→ THE EXERCISE
Please pick out every line in the records below that contains the string "glass", and copy each one.

(Source records)
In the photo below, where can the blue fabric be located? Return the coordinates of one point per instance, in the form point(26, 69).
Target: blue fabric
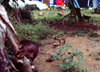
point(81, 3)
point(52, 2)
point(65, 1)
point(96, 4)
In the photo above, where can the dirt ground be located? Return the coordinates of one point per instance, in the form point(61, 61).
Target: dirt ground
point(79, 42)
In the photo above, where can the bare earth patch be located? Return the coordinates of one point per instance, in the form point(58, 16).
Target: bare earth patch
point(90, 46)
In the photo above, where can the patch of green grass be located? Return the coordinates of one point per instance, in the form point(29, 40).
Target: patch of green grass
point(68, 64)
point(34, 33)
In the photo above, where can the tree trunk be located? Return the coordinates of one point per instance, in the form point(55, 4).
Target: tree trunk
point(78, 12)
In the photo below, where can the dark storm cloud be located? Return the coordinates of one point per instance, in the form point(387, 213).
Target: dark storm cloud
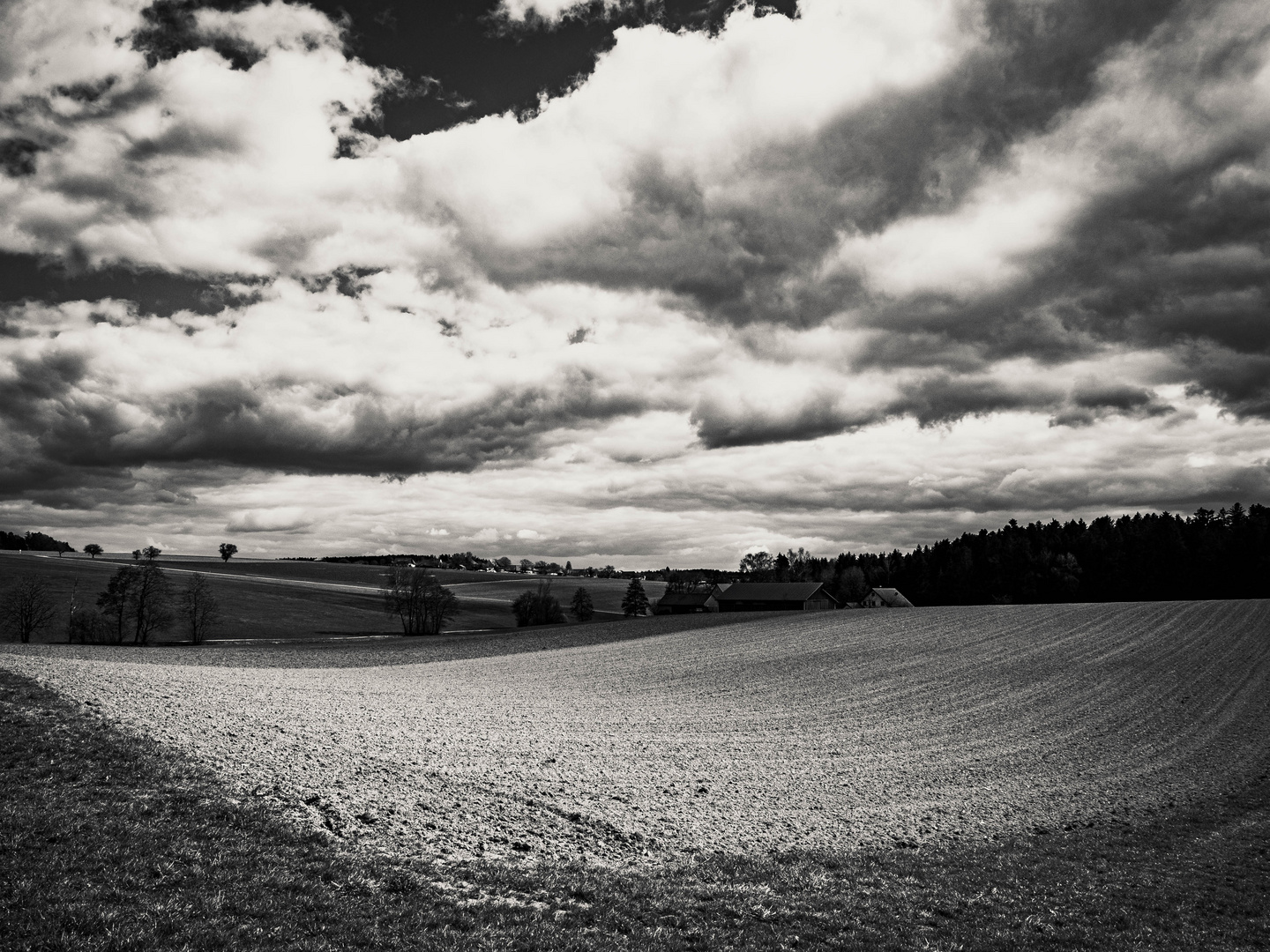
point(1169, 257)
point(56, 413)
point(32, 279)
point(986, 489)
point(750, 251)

--

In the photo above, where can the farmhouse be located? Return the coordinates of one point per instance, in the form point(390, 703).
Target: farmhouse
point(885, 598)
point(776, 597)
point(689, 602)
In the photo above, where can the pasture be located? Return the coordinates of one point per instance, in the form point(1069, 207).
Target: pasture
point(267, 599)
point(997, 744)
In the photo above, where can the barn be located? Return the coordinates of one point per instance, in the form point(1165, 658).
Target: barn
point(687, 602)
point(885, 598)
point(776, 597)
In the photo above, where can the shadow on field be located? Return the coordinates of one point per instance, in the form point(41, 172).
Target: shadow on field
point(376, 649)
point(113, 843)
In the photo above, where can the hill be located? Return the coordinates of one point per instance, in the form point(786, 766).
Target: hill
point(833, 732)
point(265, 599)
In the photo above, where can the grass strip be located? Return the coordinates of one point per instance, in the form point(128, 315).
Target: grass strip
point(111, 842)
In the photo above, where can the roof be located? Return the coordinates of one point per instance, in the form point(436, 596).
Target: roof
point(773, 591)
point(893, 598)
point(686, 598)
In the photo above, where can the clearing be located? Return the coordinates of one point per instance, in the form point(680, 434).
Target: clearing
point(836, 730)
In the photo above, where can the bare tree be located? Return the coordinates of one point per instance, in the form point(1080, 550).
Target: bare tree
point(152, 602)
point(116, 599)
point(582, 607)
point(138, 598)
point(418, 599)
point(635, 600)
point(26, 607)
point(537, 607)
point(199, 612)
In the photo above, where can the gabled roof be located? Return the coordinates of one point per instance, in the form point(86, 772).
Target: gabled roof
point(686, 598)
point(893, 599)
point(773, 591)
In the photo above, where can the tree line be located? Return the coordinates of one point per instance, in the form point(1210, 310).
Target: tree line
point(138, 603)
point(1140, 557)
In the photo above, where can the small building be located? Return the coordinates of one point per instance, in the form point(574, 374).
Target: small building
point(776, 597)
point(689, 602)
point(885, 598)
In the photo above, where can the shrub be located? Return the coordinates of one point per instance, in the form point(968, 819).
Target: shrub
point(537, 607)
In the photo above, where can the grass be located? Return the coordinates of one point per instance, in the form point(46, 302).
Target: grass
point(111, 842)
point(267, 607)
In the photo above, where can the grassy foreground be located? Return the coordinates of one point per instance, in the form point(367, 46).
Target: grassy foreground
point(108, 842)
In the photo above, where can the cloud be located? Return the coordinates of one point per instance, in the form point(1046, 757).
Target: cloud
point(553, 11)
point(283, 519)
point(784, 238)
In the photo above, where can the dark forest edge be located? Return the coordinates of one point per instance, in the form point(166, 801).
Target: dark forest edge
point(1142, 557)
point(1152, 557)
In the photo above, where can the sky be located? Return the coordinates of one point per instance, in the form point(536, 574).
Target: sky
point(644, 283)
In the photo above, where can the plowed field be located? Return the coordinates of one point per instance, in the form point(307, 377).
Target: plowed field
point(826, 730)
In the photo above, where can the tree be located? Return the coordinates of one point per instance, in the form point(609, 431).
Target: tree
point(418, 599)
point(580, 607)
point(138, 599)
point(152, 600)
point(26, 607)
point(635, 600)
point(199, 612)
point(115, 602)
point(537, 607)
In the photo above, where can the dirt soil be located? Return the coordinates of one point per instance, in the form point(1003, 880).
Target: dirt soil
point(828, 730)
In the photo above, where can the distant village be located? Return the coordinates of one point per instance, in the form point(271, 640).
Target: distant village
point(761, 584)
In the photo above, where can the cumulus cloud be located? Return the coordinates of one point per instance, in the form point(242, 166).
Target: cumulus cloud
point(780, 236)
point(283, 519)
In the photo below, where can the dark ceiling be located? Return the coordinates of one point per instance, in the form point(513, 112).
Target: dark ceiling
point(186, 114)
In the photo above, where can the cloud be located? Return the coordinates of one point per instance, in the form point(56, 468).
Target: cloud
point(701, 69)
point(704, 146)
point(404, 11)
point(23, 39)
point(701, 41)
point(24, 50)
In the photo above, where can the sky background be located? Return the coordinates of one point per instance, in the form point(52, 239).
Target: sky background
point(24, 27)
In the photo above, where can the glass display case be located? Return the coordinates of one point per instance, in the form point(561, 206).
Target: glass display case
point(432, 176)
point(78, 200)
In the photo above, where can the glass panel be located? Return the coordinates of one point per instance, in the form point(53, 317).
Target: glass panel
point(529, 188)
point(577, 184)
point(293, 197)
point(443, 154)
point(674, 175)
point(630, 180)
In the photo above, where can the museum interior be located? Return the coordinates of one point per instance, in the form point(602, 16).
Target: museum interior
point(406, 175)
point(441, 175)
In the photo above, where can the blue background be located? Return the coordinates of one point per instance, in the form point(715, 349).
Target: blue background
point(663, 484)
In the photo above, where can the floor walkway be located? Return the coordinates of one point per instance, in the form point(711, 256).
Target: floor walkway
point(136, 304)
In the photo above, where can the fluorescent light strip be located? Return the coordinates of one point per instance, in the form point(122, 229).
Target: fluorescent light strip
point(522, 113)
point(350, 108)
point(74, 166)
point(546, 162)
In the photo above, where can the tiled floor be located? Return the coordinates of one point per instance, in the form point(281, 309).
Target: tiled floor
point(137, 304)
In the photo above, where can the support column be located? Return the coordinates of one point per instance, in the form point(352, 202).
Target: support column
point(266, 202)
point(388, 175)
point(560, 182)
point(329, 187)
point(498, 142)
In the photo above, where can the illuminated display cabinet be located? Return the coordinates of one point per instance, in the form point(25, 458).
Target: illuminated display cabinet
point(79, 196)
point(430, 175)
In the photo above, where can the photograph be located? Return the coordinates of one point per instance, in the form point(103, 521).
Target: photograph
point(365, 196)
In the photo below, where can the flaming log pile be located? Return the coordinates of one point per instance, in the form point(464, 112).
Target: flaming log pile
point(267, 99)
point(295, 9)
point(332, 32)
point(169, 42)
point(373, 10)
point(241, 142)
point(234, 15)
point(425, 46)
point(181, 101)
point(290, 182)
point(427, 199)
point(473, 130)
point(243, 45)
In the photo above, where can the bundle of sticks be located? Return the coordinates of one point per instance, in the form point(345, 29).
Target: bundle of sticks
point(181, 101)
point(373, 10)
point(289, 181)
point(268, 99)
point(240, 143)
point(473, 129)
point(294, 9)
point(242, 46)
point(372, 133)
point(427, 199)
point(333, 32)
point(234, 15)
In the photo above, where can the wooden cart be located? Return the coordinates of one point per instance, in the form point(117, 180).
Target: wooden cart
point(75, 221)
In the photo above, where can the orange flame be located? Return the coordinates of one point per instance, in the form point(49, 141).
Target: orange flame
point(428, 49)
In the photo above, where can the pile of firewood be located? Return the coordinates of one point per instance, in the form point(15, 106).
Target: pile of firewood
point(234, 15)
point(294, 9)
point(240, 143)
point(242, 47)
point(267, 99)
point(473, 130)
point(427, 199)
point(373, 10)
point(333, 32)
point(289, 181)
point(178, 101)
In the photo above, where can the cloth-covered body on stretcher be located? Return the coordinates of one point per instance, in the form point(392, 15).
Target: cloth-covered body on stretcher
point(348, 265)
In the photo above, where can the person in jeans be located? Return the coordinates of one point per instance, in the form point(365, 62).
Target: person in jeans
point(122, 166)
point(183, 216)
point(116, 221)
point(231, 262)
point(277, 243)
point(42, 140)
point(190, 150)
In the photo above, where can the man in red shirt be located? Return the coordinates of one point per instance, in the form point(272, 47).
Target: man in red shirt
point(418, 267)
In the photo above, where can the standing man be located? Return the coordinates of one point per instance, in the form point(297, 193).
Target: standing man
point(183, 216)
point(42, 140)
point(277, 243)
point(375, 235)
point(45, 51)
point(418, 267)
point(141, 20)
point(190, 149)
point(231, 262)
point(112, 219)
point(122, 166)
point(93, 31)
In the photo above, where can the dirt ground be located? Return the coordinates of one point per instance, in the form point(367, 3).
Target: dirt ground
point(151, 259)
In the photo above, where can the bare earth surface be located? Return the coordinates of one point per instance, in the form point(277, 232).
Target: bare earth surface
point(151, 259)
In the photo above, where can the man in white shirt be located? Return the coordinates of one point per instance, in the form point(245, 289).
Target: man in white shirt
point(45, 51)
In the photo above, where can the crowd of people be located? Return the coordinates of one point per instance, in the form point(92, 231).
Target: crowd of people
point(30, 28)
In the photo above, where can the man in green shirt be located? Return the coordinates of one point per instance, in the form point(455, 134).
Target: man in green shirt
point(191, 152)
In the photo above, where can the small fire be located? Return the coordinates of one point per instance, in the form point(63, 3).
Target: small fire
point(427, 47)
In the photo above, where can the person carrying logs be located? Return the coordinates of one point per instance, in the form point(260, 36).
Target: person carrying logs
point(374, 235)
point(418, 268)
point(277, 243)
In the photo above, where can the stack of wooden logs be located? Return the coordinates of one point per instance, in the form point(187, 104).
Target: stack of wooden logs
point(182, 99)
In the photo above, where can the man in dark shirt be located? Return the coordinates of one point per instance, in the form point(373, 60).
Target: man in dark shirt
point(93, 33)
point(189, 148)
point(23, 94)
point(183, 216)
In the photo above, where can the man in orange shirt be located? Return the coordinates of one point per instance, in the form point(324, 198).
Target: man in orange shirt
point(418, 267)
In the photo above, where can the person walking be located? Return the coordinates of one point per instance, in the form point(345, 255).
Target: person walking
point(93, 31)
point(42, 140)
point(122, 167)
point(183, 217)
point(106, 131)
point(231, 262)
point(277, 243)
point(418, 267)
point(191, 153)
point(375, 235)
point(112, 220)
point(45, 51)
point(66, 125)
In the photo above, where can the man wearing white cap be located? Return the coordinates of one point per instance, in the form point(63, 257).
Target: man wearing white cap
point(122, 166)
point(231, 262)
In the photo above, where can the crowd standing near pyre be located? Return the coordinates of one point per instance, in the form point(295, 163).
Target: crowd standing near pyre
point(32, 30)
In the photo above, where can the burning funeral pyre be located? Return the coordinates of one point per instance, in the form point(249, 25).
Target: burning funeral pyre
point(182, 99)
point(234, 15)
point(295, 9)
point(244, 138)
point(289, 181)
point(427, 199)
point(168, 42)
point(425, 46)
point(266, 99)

* * *

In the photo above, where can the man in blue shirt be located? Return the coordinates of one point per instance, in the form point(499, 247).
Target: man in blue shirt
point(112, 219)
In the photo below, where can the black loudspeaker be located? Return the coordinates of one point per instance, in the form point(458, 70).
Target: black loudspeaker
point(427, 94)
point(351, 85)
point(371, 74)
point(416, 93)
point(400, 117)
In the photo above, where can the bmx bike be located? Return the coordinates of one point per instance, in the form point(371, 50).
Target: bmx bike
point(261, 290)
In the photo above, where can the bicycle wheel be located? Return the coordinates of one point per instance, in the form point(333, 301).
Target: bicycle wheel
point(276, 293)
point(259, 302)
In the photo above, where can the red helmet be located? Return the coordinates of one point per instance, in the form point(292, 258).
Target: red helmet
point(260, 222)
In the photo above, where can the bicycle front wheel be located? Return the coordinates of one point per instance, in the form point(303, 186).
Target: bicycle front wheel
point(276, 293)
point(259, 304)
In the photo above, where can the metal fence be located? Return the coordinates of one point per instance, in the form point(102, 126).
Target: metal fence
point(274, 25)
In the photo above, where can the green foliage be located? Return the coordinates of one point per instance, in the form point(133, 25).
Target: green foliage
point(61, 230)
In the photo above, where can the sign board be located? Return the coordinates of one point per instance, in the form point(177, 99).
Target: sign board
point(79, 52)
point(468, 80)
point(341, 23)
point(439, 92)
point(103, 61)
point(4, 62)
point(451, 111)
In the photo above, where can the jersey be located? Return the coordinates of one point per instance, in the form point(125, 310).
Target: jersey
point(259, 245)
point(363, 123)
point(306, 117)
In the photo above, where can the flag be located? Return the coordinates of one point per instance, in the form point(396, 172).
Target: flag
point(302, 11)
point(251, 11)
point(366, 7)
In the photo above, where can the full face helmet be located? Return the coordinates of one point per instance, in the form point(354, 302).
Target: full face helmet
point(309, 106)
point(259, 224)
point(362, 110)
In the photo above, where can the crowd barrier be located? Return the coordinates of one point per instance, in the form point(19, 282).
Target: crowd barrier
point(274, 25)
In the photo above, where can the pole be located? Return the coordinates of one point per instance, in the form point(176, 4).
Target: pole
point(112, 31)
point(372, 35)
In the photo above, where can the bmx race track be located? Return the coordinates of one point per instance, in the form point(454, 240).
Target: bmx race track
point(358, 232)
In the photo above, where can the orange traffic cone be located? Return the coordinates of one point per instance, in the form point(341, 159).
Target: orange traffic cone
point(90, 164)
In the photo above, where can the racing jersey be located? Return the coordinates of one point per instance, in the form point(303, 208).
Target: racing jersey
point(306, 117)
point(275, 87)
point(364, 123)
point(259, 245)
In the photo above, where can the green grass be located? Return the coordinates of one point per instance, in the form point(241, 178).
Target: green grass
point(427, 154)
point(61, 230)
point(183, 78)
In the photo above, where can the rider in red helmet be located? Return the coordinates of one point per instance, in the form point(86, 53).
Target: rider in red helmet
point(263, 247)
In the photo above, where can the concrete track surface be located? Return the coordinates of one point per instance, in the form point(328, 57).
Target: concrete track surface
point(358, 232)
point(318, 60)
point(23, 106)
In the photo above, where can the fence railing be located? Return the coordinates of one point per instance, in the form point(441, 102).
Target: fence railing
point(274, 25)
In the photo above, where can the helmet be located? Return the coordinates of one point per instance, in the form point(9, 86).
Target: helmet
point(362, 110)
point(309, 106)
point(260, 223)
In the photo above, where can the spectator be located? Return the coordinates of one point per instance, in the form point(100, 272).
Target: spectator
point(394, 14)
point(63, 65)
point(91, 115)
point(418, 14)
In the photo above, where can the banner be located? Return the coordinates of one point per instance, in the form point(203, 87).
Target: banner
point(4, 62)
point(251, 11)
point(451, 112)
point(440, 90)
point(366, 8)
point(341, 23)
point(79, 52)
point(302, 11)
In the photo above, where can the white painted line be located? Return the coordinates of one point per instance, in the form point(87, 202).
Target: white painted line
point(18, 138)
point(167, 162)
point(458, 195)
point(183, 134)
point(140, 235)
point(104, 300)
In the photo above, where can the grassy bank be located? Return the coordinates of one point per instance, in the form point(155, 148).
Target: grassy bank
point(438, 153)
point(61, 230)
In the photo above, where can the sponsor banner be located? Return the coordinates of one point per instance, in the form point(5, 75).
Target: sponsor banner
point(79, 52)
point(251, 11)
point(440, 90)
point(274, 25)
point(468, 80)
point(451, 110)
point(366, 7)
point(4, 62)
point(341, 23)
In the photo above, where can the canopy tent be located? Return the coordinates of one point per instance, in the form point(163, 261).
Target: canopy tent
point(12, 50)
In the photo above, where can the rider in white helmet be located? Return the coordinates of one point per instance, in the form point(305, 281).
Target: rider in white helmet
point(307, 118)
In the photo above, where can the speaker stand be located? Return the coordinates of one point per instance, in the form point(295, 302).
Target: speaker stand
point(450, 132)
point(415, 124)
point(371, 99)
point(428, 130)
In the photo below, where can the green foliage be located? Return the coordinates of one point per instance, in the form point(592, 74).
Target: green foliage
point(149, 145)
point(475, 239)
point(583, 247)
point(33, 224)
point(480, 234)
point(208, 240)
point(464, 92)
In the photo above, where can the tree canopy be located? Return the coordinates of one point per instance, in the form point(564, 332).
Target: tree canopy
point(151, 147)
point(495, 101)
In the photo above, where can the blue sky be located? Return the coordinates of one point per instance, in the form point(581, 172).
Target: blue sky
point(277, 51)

→ WORKED SOLUTION
In the photo above, where can the glass display case be located? Return the coordinates of one point per instance, in the form point(561, 206).
Target: glass display case
In the photo above, where can the glass panel be located? Return the coordinates of one point per instance, in the form point(53, 317).
Target: glass panel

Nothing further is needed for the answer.